Android One, Google's ambitious effort to clean up the mess of devices and vendors cluttering up its mobile platform ecosystem, has been a bit of a letdown. In the year since its launch, we've seen only a handful of devices; none of which were particularly appealing. With nearly identical specifications and pricing, the first batch of Android One devices became sort of a marker for the minimum acceptable spec we should allow a smartphone manufacturer to get away with.
However, there was always the problem of having far more appealing phones in the market for just a small additional amount of money. Those who would benefit most from Android One - first-time users in non-saturated markets - didn't seem to have much access to them. Now, the strategy of promoting only bare-basic entry-level devices has now been modified a bit. The Lava Pixel V1 costs a lot more than its predecessors did and doesn't bill itself as a basic phone. It could be the first of a new wave of devices similarly blessed by Google, but with more mainstream appeal.
Low-cost 5.5-inch phones are a huge category today and there is no shortage of models. What makes things interesting is that this particular segment has been the most recent frontier in our ongoing price-and-specifications war. Lenovo's K3 Note (Review | Pictures) and Micromax's Yu Yureka Plus (Review) stand out in particular as recent examples of phones that have not only pushed costs down, but have delivered shockingly good features, specifications and performance. In taking on such competitors, both Lava and Google have their work cut out for them.
Look and feel
The Lava Pixel V1's silver-on-white combination has been done countless times before, but at least this phone doesn't look like dozens of others. The metallic-looking ring around the sides is clearly plastic, but don't look too cheap. Only the rear panel finish looks like it will rub off after the phone has been handled for a long time.
This is a pretty hefty phone thanks to its 5.5-inch screen, and you'll definitely feel its width when you hold it. The rear has a subtle curve towards the edges, but the front is entirely flat. In fact there's a raised ridge around the front in order to protect the screen when the phone is lying face down, but it's really hard and feels scratchy when holding the phone in hand or against an ear.
There isn't much plastic around the screen, and only the earpiece, sensor cutout and front camera are placed above it. The Pixel V1 uses on-screen Android buttons so you don't have to reach down too far. Even so, you won't be able to comfortably reach all corners of the screen with one thumb.
The power and volume buttons are on the right, and the Micro-USB port and the 3.5mm audio socket are on top. That leaves the left and bottom totally blank. The camera lens protrudes a fair bit from the rear, and there's an LED flash right under it.
There are only two subtle things printed on the rear; a Lava logo in the centre and an Android One logo right above the speaker grille. Beneath the peel-off plastic panel, you'll see the rather large 2,650mAh battery, one SIM card slot, one Micro-SIM card slot, and a microSD slot as well.

__SET EXERCISE 1__:
According to the Lava Pixel V1 review, what is the capacity of the phone's battery?
__SET EXERCISE 2__:
Carry on writing the Lava Pixel V1 review, picking up after its last sentence.

__DATA EXTRACT__:

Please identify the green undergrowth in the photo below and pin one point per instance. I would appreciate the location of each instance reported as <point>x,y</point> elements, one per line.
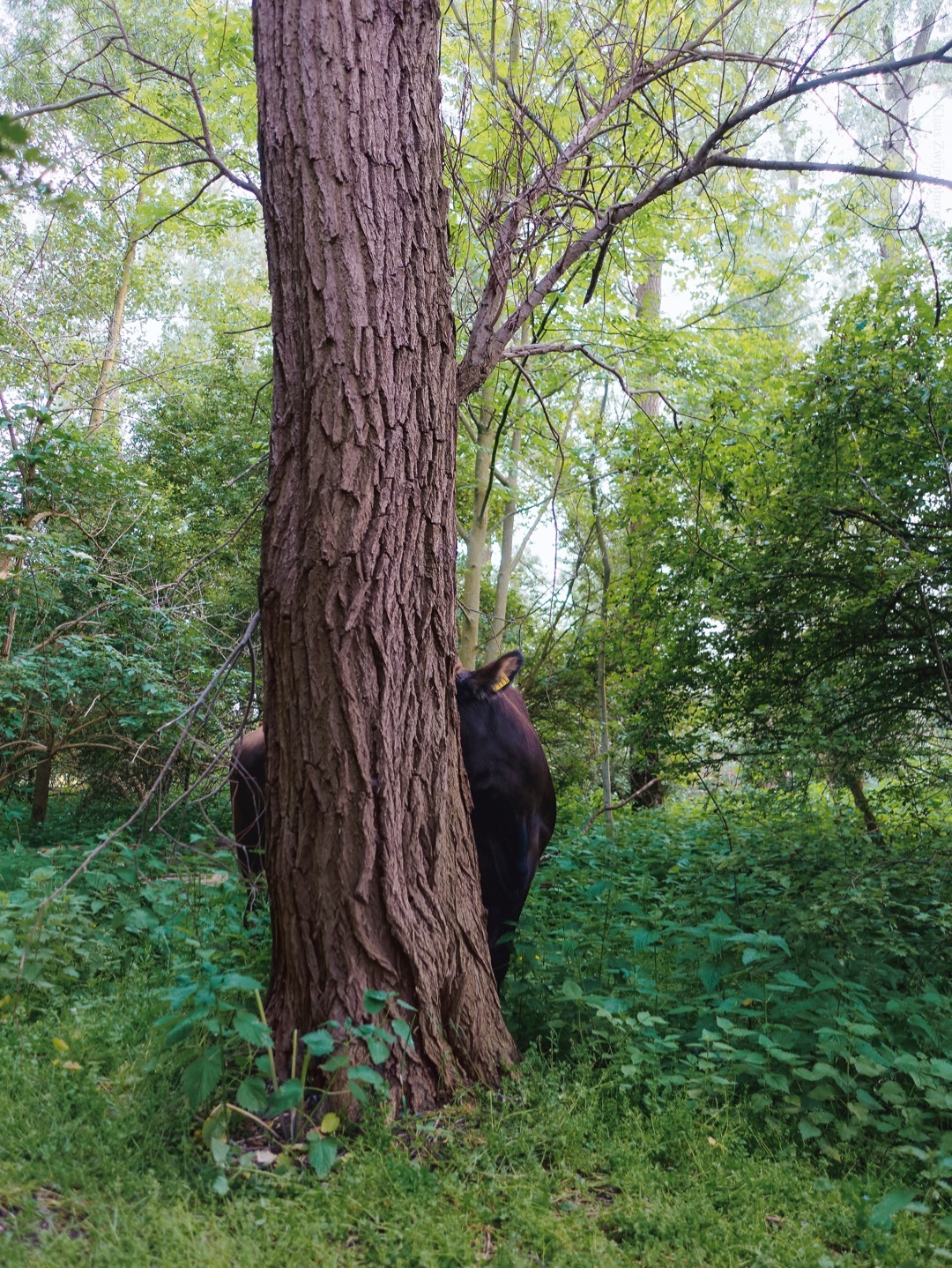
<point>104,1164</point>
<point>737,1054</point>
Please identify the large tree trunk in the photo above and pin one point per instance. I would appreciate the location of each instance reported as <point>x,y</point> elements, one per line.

__OUTPUT 1__:
2,650mAh

__OUTPUT 2__:
The most interesting thing about about the Pixel V1 is that it is part of the Android One programme. Lava advertises guaranteed upgrades for two years, which isn't actually all that impressive considering Android's fragmentation problem. Still, this isn't a phone many people would want to keep for more than two years so that might just work out fine.
Pure Android 5.1 has its appeal, and the Pixel V1 is not bogged down with heavy third-party skins (but Lava obviously couldn't resist making some money off preloads - we saw unwanted Flipkart and Myntra apps after first boot). Using this phone is a mostly refreshing experience but not without its downsides - while it's easy to complain about the obvious problems with manufacturers' skins, the improvements don't stand out as much. When confronted with stock Android, we're reminded that there are UIs that offer more settings shortcuts, more customisation options and more conveniences. You don't have several features that are now common, such as being able to double-tap the screen to wake the phone.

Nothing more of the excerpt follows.